Una domanda che si potrebbe sentir fare sempre più di frequente nei prossimi tempi è che cosa sia una stablecoin: le criptovalute stanno infatti acquisendo un campo mai avuto prima, anche in relazione a traffici ‘tradizionali’ come le transazioni nel settore logistico – soprattutto dopo l’apertura fatta dagli Stati Uniti, che finirà, bene o male, per influenzare una tendenza a livello globale.
Andando con ordine, le stablecoin sono criptovalute progettate per mantenere un valore stabile nel tempo, generalmente ancorato a una valuta fiat, ossia reale, come possono essere il dollaro statunitense o l’Euro. A differenza dei Bitcoin o degli Ethereum, che sono noti per la forte volatilità, le stablecoin offrono, al contrario, stabilità grazie a meccanismi di riserva e algoritmi di controllo. Le più comuni, come USDC (o USDT), garantiscono un rapporto 1:1 con la valuta di riferimento, in questo caso il dollaro, sostenuto da riserve custodite da entità terze.
Senza entrare nel merito specifico del meccanismo delle stablecoin e delle criptovalute in genere, per capire come queste si ‘ancorino’ stabilmente al valore di una valuta ‘fiat’, occorre sapere che, ad esempio, Tether, la società con base ad Hong Kong che emette USDT, garantisce di possedere l’equivalente delle criptovalute emesse in moneta reale – potendo, quindi, ripagarle qualora venisse richiesto.
Nella Logistica, a cosa servono le stablecoin?

--- DATI FORNITI ---
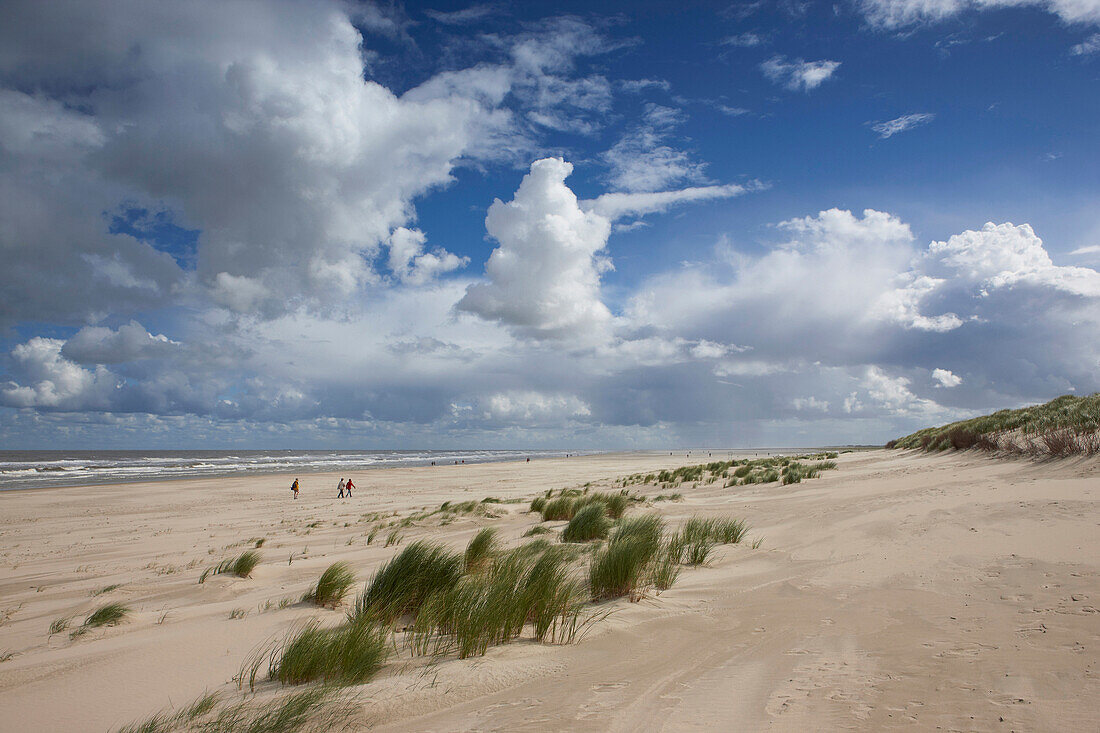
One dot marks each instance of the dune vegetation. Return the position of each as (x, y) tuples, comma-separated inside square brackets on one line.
[(332, 586), (431, 600), (1068, 425), (240, 566), (790, 469)]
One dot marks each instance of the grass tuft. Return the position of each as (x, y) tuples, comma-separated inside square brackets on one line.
[(402, 584), (590, 523), (107, 615), (480, 550), (240, 566), (350, 654), (530, 584), (333, 584), (619, 568), (59, 624)]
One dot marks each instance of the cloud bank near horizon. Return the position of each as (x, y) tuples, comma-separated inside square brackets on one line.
[(216, 234)]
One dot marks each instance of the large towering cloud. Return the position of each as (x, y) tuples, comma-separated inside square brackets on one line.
[(543, 279)]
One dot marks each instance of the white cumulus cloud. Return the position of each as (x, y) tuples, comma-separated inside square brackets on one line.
[(799, 75), (946, 379)]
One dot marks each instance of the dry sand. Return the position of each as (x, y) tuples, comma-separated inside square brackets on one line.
[(948, 592)]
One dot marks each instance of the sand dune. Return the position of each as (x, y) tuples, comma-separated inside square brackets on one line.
[(953, 591)]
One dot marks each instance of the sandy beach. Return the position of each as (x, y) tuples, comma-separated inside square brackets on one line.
[(954, 592)]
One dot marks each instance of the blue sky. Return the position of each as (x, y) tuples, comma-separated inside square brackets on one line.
[(523, 225)]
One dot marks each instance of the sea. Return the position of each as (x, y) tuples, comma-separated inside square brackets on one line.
[(34, 469)]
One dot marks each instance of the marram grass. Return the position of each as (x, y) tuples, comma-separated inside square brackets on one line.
[(405, 582), (240, 566), (350, 654), (107, 615), (333, 584), (620, 568), (590, 523), (521, 587), (481, 549)]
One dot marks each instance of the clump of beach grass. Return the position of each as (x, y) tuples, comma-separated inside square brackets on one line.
[(107, 589), (493, 606), (724, 531), (480, 550), (557, 509), (402, 584), (240, 566), (590, 523), (107, 615), (315, 709), (59, 624), (619, 568), (350, 654), (165, 722), (667, 567), (332, 586)]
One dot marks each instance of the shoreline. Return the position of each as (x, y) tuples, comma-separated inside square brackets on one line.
[(78, 483), (899, 589)]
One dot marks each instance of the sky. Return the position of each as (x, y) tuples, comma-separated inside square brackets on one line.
[(542, 225)]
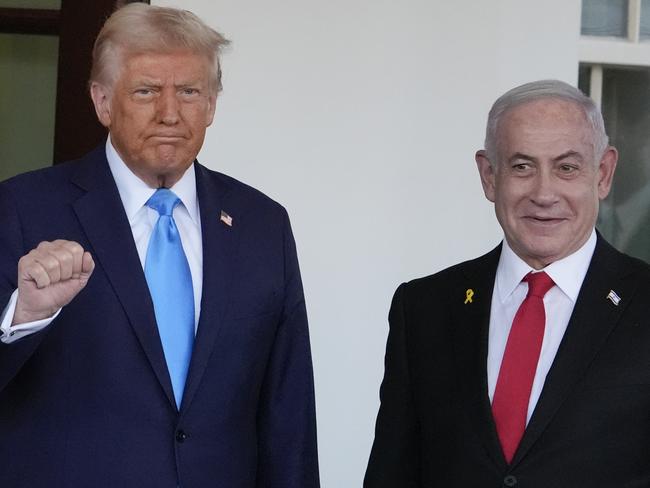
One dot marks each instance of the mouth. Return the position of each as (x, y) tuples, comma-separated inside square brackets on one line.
[(167, 137), (543, 220)]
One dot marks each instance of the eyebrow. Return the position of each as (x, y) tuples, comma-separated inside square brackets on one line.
[(523, 156), (568, 154)]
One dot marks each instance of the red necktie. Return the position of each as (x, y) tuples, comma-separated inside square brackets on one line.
[(519, 363)]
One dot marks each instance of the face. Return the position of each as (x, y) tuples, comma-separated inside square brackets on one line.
[(546, 183), (157, 112)]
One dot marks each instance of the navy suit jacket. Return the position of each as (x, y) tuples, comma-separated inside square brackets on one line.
[(88, 400), (591, 425)]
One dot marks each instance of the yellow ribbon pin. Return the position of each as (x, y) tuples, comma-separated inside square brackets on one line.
[(468, 296)]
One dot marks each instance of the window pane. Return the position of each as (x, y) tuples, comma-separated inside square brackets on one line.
[(645, 20), (625, 215), (604, 18), (49, 4), (584, 79), (28, 67)]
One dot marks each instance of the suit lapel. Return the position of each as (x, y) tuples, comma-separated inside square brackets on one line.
[(102, 217), (471, 325), (593, 319), (219, 248)]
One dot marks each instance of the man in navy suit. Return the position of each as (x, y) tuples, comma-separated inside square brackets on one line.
[(528, 366), (89, 392)]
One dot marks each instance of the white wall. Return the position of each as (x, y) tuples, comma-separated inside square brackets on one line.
[(362, 117)]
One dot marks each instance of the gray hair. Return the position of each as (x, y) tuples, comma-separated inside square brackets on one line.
[(138, 28), (544, 89)]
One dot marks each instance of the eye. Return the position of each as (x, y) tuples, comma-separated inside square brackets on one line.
[(521, 167), (567, 168), (143, 93)]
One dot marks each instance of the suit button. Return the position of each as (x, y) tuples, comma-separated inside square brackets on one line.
[(510, 481)]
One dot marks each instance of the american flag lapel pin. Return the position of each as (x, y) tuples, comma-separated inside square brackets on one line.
[(226, 219), (613, 297)]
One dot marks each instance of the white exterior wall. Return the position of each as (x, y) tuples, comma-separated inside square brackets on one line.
[(362, 117)]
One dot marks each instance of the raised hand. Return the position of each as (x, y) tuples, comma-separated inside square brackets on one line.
[(49, 277)]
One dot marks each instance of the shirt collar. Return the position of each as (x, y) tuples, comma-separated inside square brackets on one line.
[(568, 273), (134, 192)]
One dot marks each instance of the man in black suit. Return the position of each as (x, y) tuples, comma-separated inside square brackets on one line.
[(154, 331), (529, 366)]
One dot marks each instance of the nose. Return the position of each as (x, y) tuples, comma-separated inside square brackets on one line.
[(168, 108), (544, 191)]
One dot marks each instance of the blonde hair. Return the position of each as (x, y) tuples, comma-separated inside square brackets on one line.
[(139, 28)]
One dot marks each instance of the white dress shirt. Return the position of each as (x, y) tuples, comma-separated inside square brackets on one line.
[(134, 193), (509, 291)]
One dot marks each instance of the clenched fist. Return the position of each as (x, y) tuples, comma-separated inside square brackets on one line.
[(49, 277)]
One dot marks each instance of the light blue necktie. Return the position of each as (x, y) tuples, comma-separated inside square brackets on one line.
[(170, 284)]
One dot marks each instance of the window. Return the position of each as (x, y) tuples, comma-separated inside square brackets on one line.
[(615, 72)]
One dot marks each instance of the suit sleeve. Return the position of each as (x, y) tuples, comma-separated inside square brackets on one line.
[(395, 456), (12, 356), (287, 453)]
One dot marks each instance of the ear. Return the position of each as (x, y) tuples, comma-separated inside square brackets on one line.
[(100, 95), (487, 173), (212, 105), (606, 169)]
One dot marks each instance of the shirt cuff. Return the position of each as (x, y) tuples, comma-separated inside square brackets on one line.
[(9, 334)]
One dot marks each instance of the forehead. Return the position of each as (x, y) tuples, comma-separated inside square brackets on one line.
[(164, 65), (546, 123)]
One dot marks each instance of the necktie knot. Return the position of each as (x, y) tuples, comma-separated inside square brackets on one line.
[(163, 201), (538, 284)]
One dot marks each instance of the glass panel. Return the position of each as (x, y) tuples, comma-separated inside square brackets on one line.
[(28, 67), (625, 215), (645, 20), (604, 18), (584, 79), (50, 4)]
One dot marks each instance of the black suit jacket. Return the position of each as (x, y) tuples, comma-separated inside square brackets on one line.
[(88, 400), (591, 425)]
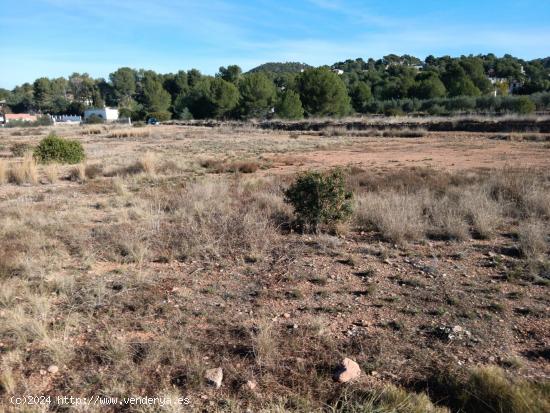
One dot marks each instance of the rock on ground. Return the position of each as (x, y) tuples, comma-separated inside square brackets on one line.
[(348, 370), (214, 377)]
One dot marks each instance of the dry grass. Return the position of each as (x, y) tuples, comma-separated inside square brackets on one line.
[(223, 166), (139, 284), (208, 219), (488, 389), (130, 133), (25, 171), (3, 172), (398, 217), (148, 163), (52, 172), (78, 172), (532, 237)]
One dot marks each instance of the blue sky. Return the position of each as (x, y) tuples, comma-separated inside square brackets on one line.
[(58, 37)]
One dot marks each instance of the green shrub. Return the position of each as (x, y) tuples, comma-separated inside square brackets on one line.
[(319, 198), (94, 120), (160, 116), (19, 149), (489, 390), (56, 149)]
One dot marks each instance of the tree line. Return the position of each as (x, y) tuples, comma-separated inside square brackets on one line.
[(391, 85)]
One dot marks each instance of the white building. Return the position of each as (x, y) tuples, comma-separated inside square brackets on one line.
[(107, 114), (67, 119)]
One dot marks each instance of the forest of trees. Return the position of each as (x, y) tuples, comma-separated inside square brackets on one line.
[(392, 85)]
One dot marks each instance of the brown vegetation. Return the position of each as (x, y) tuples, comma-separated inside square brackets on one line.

--- COMPITI ---
1. Stabilisci se le affermazioni (a), (b) e (c) concordano con il testo sulle stablecoin. Per ognuna rispondi sì o no e cita esattamente le parole del testo che lo dimostrano.
(a) Le stablecoin sono di solito legate al valore di una valuta reale.
(b) Tether, la società che emette USDT, ha sede a Singapore.
(c) Bitcoin ed Ethereum sono noti per la loro stabilità.
2. Scrivi il seguito del testo sulle stablecoin, partendo da dove si interrompe.

--- RISPOSTE DATE ---
1.
(a) Sì: "generalmente ancorato a una valuta fiat, ossia reale".
(b) No: "la società con base ad Hong Kong che emette USDT".
(c) No: "che sono noti per la forte volatilità".

2.
L’aspetto interessante per gli addetti al settore logistico è dato dall’ingresso delle stablecoin – potremmo dire il loro ‘accreditamento’ – nel contesto commerciale, soprattutto per via dell’apertura in tal senso effettuata dall’Amministrazione Trump.
In realtà, il ricorso alle criptovalute – entità che ispira giustamente una certa diffidenza – va incontro alle pressioni che tutto il sistema economico e finanziario globale effettuano sul commercio e sulla Logistica, molta della quale per velocizzare le proprie operazioni, specie a livello internazionale, spinge per digitalizzare tutti i passaggi possibili.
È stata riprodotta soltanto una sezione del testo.